WHAT YOU SHOULD DO
Every entry, from first to last, is to be retyped without any alteration.

◇ ◇ ◇ ◇

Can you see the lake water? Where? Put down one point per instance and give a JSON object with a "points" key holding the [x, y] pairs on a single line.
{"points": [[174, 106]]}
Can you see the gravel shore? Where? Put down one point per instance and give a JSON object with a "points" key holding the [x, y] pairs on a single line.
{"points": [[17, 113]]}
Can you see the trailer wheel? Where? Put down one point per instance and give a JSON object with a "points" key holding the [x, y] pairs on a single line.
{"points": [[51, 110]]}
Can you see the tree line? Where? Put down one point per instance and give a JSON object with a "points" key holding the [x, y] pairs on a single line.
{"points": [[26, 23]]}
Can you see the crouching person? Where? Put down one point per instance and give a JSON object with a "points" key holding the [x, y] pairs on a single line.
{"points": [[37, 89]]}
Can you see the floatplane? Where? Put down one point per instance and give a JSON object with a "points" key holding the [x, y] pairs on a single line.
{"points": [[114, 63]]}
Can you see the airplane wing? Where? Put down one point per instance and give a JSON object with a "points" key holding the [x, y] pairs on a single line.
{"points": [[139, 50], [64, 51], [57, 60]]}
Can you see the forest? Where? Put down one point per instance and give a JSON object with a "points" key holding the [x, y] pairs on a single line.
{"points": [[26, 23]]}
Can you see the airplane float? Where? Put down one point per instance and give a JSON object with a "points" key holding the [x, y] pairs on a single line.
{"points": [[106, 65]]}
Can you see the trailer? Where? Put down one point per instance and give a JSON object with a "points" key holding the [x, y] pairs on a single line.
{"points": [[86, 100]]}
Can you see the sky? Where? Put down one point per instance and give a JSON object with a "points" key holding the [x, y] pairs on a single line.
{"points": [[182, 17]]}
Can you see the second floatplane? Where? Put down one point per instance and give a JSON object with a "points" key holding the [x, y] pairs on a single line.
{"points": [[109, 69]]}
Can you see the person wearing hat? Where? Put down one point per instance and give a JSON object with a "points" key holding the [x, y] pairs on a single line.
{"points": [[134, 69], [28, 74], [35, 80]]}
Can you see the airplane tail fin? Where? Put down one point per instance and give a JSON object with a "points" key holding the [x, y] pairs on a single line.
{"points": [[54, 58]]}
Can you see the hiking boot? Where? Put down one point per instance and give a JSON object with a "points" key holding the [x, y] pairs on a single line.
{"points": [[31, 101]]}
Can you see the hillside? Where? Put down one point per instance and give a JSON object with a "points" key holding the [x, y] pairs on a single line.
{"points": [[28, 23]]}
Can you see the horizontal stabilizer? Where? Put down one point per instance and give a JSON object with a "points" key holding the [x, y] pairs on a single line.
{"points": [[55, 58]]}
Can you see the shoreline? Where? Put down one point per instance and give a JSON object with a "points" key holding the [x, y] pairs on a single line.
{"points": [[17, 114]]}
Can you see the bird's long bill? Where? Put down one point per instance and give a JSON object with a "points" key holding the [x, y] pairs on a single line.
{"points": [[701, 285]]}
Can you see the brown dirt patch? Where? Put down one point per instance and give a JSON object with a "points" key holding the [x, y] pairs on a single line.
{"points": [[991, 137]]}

◇ ◇ ◇ ◇

ANSWER BELOW
Can you see the lake water? Where? Put down one point per instance and give a JSON object with a "points" key holding the [x, y] pairs on a single line.
{"points": [[174, 106]]}
Can you see the gravel shore? Where? Put down one point per instance and give a JSON object with a "points" key holding the [x, y] pairs on a single line.
{"points": [[17, 113]]}
Can you see the trailer wheel? Where? Put down one point per instance and give a JSON object with a "points" key holding the [x, y] pairs on a single line.
{"points": [[51, 110]]}
Can you see the tree line? Where? Put down one point per instance and give a JSON object with a "points" key holding the [x, y] pairs on a single line.
{"points": [[26, 23]]}
Can you see the crouching person? Where? Put down one point per instance and give a JSON object with a "points" key holding the [x, y] pairs on a single line.
{"points": [[37, 89]]}
Can you see the floatplane? Where? Put down one point per instance and give a JSON object with a "points" key holding the [x, y] pairs on a single line.
{"points": [[114, 63]]}
Can you see the airplane wing? Where? Put down one point per instance and give a JSON object with a "points" key holding the [x, y] pairs on a single line.
{"points": [[139, 50], [64, 51], [57, 60]]}
Can you see the forest? Where? Put down one point per instance and give a JSON object with a "points" key holding the [x, y] pairs on a single line.
{"points": [[26, 23]]}
Can you see the airplane float? Where? Put down one point per instance and give a JSON object with a "points" key holding the [x, y] pairs on a single line.
{"points": [[106, 65]]}
Can you see the trailer? Where? Put down one point per instance and give a JSON object with a "points" key holding the [x, y] pairs on a single line.
{"points": [[86, 100]]}
Can you see the sky? Where? Put down one point per instance and give a JSON object with a "points" key holding the [x, y] pairs on a single line.
{"points": [[182, 17]]}
Can you see the second floatplane? Where? Put down one point per instance and give a JSON object with a "points" key holding the [x, y] pairs on a single line.
{"points": [[109, 69]]}
Can you see the person wearing hat? Where? Put down one point per instance and give a JSON object with a "points" key holding the [x, y] pairs on a single line.
{"points": [[134, 69], [28, 74], [35, 80]]}
Can you see the airplane tail fin? Where? Put down one point per instance and give a JSON object with a "points" key holding the [x, y] pairs on a single line.
{"points": [[54, 58]]}
Can you see the hiking boot? Where? Put down one point per instance and give a JSON object with a "points" key holding the [x, y] pairs on a single line.
{"points": [[31, 101]]}
Can you see the hillside? Where? Put down one point per instance and give a JSON object with a "points" key holding the [x, y] pairs on a single line.
{"points": [[28, 23]]}
Can you see the horizontal stabilizer? Where? Put down one point per instance and give a JSON object with a "points" key holding the [x, y] pairs on a single line.
{"points": [[55, 58]]}
Can you see the shoreline? Where? Put down one point per instance and give a JSON object with a "points" key holding the [x, y] pairs on a single line.
{"points": [[17, 114]]}
Can you see the bird's long bill? Where? Put down one point per instance and give a JSON object with a "points" key holding the [x, y] pairs on a single line.
{"points": [[701, 285]]}
Can you see the brown dirt patch? Where? Put down one point per instance and give a JSON object with a "points" key holding the [x, y] pairs on a single line.
{"points": [[991, 137]]}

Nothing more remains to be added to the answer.